U.S. President-elect Joe Biden is expected to nominate former Federal Reserve (Fed) Chair Janet Yellen as U.S. Treasury secretary, breaking a 231-year gender barrier and putting a seasoned economist and labor market expert in charge of leading the country out of the steepest downturn since the Great Depression.
The move, confirmed by Democratic allies to the Biden campaign, will shift Treasury's focus heavily toward progressive efforts to tackle growing economic inequality and fighting climate change and away from the Trump administration's pre-pandemic emphasis on cutting taxes and easing financial regulations.
Yellen, 74, brings Biden decades of economic policy experience and is respected by Congress, international finance officials, progressives and business interests alike. She has called for opening fiscal spending taps to revive an economy wracked by the coronavirus pandemic and would be the first person to head the Treasury, the Fed and the White House Council of Economic Advisers.
The post will present a host of new challenges for Yellen, whose policymaking experience in the past 20 years has largely centered on monetary – rather than fiscal – policy. For one, it means a far more political role than that she played in her long career at the Fed, an institution that goes to great lengths to distance itself from partisan politics.
A spokesman for Biden's transition team declined to comment. Yellen, reached by phone, also declined to comment.
Yellen served on the Fed's policymaking committee during the 2008-2009 financial crisis that nearly toppled the banking system. She made history in 2014 when the economy was still recovering from the devastating Great Recession, as she became the first woman to chair the central bank after serving for a decade as San Francisco Fed president and a Fed governor.
In the late 1990s, she was President Bill Clinton's top economic adviser during the Asian financial crisis.
Republican President Donald Trump declined to renew her term and replaced her with current Fed Chair Jerome Powell in 2018.
Born in Brooklyn, New York, to a family doctor and an elementary school teacher, Yellen earned a doctorate in economics from Yale in 1971 as the only woman in her class and taught at several major universities before serving as a top economic adviser to President Bill Clinton from 1997 to 1999.
She is married to Nobel Prize-winning economist George Akerlof, whom she met in 1977 at the Fed where both were working in research roles.
Fiscal policy lever
At Treasury, Yellen would have a major role in influencing U.S. fiscal and tax policy, tools she did not have at the Fed.
Yellen "will be a trusted, steady, and pragmatic hand on the helm as the U.S. navigates the economic recovery from the COVID-19 pandemic," said Tim Adams, a former Treasury official who is president of the Institute of International Finance (IIF), which represents more than 450 global banking firms.
With Democrats having only a slim possibility of winning a U.S. Senate majority in two Georgia runoffs in January, Yellen faces tough negotiations with Republicans to try to push Biden's agenda, includes raising taxes on the wealthy and investing trillions of dollars in infrastructure, education and fighting climate change.
Economists said Yellen would be effective in articulating the economic arguments for spending more in the near term to boost job growth and reduce the gap between rich and poor. Yellen's 2014 speech here highlighting the fast growth of U.S. inequality suggested it was a threat to "values rooted in our nation's history."

EXPLORE THE MATERIAL:
a. According to the article on Janet Yellen's expected Treasury nomination, in what year did Yellen earn her doctorate in economics from Yale?
b. Reproduce everything in the Yellen article from "Fiscal policy lever" down to "fighting climate change.".

RECORD EXCERPTS:
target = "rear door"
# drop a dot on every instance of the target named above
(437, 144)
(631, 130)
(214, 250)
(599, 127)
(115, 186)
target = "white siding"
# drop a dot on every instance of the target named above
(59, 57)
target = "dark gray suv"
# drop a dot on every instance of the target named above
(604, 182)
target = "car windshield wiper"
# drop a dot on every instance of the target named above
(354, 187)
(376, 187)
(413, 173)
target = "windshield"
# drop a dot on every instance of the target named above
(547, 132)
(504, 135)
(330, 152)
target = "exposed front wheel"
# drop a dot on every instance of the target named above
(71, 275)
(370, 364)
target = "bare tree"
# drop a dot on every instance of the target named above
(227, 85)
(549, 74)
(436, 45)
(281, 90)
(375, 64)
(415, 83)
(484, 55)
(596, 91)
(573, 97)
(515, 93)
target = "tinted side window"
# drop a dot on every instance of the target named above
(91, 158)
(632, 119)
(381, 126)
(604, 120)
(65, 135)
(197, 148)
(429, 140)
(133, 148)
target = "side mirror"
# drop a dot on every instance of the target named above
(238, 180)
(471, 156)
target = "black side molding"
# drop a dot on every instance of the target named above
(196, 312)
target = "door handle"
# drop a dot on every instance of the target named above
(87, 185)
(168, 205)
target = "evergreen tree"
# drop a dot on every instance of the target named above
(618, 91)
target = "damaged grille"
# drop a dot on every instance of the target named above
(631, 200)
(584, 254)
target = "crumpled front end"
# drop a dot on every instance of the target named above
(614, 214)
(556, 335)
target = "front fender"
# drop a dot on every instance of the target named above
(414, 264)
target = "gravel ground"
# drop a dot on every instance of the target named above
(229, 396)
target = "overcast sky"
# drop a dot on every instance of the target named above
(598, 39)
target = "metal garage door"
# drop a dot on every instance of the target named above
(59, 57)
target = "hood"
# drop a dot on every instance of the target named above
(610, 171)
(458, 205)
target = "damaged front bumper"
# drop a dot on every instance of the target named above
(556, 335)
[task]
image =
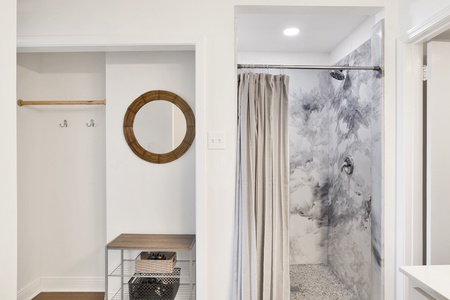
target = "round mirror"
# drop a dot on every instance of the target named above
(159, 126)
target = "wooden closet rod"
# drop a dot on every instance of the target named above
(61, 102)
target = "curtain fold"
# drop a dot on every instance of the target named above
(261, 270)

ANSWERS:
a. 1971

b.
Fiscal policy lever
At Treasury, Yellen would have a major role in influencing U.S. fiscal and tax policy, tools she did not have at the Fed.
Yellen "will be a trusted, steady, and pragmatic hand on the helm as the U.S. navigates the economic recovery from the COVID-19 pandemic," said Tim Adams, a former Treasury official who is president of the Institute of International Finance (IIF), which represents more than 450 global banking firms.
With Democrats having only a slim possibility of winning a U.S. Senate majority in two Georgia runoffs in January, Yellen faces tough negotiations with Republicans to try to push Biden's agenda, includes raising taxes on the wealthy and investing trillions of dollars in infrastructure, education and fighting climate change.